* **SET EXERCISE**
How many lines in the entries below contain the string "gate"? Reply with the number only.

[Data entries]
---*---

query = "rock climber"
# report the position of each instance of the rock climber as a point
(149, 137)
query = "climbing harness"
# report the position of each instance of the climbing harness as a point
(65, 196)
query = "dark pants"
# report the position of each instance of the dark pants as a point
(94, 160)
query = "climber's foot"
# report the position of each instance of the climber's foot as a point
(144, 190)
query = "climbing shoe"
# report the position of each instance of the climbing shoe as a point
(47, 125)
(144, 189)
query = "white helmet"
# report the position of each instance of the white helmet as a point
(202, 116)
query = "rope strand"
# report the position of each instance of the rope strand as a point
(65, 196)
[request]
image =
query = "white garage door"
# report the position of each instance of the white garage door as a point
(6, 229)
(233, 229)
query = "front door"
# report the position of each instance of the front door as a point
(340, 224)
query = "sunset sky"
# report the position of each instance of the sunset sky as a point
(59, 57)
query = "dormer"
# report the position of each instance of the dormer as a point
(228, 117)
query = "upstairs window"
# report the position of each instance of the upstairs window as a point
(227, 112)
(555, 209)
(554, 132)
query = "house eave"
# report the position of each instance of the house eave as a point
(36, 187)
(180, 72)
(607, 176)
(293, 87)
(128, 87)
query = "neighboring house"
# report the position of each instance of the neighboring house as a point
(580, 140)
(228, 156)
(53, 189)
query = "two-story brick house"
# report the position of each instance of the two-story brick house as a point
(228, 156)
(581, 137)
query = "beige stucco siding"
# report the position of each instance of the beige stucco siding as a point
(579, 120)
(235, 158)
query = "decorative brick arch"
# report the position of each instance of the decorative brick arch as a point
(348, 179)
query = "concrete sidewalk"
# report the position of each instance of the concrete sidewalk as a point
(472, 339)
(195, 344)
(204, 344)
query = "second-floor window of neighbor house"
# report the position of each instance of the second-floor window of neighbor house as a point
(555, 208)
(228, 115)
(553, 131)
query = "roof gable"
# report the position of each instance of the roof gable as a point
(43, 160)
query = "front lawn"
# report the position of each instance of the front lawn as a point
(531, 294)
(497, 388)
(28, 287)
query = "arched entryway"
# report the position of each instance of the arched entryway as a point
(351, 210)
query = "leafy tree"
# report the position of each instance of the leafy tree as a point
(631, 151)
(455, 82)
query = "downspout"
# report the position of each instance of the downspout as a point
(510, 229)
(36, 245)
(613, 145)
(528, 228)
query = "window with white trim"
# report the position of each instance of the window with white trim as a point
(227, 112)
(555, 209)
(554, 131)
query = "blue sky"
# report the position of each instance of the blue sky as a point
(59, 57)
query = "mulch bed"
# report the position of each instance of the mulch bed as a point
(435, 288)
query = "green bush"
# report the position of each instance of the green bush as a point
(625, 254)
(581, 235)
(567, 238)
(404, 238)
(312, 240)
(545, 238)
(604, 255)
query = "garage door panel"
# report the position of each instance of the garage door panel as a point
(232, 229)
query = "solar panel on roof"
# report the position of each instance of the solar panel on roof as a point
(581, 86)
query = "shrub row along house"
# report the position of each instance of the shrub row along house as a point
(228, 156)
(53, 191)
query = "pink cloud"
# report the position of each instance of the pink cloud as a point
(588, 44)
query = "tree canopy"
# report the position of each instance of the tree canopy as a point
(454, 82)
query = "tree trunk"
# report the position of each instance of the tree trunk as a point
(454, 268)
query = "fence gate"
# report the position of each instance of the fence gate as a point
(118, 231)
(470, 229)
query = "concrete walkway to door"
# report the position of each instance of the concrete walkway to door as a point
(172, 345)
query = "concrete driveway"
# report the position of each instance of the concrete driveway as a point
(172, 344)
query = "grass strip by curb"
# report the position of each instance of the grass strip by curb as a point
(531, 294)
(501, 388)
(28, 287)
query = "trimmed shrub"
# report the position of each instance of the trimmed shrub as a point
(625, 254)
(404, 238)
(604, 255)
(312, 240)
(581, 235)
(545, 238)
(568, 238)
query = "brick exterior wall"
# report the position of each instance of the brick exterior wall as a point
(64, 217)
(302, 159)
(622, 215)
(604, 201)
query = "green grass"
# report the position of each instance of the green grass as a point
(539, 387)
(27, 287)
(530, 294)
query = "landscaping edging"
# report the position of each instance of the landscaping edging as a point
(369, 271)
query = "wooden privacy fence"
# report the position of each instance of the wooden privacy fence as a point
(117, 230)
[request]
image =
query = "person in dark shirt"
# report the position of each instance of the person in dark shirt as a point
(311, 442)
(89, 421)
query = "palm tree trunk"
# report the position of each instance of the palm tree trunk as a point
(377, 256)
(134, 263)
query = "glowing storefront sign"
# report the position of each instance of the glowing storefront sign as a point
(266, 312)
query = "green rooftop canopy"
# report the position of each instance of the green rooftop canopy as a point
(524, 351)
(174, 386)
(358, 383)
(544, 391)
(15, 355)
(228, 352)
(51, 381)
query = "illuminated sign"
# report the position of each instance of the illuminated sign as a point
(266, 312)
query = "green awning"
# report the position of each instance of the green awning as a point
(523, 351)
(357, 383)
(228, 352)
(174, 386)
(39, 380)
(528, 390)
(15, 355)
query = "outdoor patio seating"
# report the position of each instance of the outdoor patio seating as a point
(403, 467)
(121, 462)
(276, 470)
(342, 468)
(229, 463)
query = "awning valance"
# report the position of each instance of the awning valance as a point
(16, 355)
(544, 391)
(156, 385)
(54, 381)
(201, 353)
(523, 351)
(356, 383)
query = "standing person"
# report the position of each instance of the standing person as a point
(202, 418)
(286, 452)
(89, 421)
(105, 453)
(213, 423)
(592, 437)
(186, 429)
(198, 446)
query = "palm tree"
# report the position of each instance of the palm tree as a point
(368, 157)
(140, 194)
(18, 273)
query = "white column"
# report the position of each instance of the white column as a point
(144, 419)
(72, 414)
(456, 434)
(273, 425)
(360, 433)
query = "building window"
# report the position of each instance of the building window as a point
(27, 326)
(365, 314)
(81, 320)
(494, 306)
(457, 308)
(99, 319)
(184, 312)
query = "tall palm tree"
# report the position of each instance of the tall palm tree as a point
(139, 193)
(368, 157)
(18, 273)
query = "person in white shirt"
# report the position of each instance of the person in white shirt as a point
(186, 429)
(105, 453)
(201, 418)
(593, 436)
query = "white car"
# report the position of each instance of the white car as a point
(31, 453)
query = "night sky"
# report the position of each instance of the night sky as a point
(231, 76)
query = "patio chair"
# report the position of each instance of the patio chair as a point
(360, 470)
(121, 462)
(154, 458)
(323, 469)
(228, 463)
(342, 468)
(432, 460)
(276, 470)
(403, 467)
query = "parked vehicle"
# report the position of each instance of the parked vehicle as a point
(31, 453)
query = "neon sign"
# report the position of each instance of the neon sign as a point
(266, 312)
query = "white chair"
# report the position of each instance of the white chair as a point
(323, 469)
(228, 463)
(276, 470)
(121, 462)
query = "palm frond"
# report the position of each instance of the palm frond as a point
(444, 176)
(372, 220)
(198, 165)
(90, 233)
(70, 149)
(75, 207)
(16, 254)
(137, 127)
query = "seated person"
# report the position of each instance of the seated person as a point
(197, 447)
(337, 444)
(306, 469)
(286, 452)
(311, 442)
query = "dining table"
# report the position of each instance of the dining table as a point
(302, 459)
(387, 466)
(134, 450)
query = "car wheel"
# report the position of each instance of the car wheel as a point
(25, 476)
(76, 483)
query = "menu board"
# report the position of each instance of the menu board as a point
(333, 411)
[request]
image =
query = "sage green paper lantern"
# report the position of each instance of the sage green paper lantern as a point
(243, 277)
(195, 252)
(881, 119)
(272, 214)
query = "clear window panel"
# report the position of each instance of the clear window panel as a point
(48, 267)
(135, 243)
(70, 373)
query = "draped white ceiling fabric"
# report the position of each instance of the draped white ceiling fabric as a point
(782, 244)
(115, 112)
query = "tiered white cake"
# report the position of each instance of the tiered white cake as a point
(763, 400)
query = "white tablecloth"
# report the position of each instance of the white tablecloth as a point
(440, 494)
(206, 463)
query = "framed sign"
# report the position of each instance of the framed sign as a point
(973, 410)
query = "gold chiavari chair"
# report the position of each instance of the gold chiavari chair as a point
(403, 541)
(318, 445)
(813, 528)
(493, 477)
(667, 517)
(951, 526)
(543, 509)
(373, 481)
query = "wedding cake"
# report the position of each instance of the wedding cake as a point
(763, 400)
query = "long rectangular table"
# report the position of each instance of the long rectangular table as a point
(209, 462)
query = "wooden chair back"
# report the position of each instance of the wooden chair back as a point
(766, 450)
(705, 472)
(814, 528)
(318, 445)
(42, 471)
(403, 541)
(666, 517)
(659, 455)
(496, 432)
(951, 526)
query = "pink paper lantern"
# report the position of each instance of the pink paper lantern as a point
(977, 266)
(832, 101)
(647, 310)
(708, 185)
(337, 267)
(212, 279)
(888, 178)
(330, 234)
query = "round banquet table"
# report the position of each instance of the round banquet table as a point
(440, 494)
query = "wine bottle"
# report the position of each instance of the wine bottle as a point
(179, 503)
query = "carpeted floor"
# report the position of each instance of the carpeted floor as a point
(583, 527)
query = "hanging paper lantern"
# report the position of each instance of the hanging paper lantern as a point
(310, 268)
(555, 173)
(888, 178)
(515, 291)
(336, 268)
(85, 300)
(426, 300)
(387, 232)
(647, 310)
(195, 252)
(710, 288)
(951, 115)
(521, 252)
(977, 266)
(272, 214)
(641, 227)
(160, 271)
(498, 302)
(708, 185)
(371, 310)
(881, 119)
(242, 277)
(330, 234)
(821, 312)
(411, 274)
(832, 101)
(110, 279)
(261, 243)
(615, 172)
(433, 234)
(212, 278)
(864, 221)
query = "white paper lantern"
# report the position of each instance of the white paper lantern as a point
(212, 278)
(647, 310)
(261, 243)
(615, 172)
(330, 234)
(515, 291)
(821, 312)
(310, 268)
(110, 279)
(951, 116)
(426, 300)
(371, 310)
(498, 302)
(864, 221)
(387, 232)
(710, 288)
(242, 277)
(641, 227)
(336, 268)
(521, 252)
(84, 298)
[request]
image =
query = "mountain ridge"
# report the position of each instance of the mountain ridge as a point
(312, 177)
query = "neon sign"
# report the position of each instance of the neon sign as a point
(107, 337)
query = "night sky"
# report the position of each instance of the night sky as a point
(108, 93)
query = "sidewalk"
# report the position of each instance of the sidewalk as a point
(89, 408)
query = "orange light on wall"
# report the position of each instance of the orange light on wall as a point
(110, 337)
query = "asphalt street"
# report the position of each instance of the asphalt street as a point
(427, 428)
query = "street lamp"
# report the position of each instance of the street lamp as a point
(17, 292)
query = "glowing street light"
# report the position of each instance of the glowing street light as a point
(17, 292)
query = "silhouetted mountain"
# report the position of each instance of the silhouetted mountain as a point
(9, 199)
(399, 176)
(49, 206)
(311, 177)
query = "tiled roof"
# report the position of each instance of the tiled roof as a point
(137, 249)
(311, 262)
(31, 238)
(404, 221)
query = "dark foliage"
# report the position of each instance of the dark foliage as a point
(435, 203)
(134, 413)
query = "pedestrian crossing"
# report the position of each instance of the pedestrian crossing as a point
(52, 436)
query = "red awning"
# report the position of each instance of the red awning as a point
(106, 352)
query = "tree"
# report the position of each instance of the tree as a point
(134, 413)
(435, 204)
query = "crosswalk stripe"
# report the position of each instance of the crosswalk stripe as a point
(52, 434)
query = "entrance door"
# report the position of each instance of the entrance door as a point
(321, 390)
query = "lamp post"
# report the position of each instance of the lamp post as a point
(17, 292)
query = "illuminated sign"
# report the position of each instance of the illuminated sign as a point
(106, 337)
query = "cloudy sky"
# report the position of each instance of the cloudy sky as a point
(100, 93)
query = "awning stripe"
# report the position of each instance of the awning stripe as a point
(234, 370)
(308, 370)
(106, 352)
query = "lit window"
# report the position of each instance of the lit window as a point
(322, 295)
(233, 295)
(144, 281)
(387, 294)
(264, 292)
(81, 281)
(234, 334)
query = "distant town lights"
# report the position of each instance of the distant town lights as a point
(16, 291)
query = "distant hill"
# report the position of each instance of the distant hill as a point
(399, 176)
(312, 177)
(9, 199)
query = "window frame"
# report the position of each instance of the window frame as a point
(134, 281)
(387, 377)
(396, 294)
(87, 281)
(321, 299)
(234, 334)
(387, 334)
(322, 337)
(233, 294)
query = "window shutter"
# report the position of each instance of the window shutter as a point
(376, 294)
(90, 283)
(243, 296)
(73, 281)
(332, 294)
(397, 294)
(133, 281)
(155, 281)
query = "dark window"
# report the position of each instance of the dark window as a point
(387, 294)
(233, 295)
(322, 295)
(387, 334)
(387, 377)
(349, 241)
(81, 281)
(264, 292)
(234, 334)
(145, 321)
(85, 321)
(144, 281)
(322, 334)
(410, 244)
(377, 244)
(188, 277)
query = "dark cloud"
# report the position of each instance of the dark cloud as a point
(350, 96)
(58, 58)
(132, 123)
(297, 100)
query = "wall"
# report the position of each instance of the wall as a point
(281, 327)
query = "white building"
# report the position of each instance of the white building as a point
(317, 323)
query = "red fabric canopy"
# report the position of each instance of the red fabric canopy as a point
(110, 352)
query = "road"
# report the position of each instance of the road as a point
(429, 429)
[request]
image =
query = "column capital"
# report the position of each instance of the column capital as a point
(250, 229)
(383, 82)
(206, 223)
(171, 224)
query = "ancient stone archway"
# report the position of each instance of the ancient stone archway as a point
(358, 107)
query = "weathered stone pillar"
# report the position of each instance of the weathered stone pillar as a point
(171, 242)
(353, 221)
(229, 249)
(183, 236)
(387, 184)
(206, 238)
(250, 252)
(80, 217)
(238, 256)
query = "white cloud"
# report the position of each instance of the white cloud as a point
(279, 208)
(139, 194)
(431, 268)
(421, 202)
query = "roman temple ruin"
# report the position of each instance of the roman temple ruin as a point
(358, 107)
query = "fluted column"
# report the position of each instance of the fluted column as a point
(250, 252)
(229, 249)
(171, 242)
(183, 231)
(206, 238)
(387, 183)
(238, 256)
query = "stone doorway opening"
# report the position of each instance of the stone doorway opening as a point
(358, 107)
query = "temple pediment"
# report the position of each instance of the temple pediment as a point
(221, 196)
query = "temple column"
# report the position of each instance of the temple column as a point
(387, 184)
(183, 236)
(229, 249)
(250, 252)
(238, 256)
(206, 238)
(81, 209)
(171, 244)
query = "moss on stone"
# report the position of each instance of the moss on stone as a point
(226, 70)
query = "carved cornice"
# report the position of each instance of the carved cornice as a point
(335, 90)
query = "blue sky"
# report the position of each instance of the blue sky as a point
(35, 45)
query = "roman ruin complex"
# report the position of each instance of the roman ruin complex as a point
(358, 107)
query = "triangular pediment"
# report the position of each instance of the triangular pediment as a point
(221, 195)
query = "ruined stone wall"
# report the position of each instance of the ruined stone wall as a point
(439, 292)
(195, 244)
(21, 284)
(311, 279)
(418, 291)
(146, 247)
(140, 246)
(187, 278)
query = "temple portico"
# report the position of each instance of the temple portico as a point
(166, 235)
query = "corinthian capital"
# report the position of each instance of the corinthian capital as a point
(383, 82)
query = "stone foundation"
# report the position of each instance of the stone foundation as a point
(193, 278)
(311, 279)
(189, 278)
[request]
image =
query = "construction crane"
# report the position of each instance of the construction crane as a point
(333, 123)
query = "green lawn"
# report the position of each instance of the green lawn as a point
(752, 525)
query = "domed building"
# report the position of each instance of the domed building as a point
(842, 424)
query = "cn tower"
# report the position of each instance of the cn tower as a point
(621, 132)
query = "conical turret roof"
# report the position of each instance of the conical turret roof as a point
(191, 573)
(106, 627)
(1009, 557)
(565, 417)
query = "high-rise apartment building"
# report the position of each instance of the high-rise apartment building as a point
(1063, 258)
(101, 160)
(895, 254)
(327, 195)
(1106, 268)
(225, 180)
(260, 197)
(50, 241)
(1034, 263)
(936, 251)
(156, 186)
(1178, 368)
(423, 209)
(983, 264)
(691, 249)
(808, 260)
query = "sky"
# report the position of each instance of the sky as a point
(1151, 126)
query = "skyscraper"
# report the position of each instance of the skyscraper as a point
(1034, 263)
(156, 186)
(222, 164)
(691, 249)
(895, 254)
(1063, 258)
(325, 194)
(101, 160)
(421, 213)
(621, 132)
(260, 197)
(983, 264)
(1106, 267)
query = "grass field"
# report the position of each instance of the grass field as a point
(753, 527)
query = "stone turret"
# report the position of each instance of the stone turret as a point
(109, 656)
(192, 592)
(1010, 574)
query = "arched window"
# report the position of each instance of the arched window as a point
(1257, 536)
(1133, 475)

---*---

* **THE RESPONSE**
2